> [PROVIDED RECORDS]
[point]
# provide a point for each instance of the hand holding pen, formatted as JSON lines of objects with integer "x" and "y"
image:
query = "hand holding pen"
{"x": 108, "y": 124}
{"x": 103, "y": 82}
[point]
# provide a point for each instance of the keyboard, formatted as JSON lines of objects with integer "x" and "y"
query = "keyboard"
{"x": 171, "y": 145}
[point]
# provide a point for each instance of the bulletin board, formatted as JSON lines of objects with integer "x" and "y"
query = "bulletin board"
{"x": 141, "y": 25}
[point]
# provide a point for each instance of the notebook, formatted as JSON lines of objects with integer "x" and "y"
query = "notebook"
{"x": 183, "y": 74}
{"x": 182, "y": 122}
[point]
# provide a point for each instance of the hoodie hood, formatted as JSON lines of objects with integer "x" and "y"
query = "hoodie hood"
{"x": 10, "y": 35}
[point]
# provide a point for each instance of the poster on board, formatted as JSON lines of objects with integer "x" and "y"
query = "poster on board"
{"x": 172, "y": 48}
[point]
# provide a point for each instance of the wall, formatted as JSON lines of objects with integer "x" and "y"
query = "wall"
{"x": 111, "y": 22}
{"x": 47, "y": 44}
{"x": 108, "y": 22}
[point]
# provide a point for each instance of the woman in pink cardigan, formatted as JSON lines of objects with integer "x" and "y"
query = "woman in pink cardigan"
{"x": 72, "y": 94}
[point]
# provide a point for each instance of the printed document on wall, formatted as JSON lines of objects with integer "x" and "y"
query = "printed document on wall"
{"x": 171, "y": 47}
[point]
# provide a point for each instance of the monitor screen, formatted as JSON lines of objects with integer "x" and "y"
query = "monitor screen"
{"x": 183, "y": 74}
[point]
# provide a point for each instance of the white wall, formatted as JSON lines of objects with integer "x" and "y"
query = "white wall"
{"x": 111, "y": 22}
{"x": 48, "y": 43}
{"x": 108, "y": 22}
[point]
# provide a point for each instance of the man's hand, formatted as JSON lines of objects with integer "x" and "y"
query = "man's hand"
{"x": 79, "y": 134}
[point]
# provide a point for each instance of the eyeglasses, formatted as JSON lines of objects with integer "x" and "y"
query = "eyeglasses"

==

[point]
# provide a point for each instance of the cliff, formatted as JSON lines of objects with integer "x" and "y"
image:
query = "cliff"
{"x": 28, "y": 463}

--

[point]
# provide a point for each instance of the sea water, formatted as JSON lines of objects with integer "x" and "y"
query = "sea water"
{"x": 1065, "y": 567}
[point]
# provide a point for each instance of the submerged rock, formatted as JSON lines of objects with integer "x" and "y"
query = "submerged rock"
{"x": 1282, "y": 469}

> [EXERCISE GOAL] For each line above that contains the word "eyeglasses", copy that line.

> [ANSWER SECTION]
# provide a point for each instance of the eyeglasses, formatted as JSON lines of objects with integer "x" and "y"
query = "eyeglasses"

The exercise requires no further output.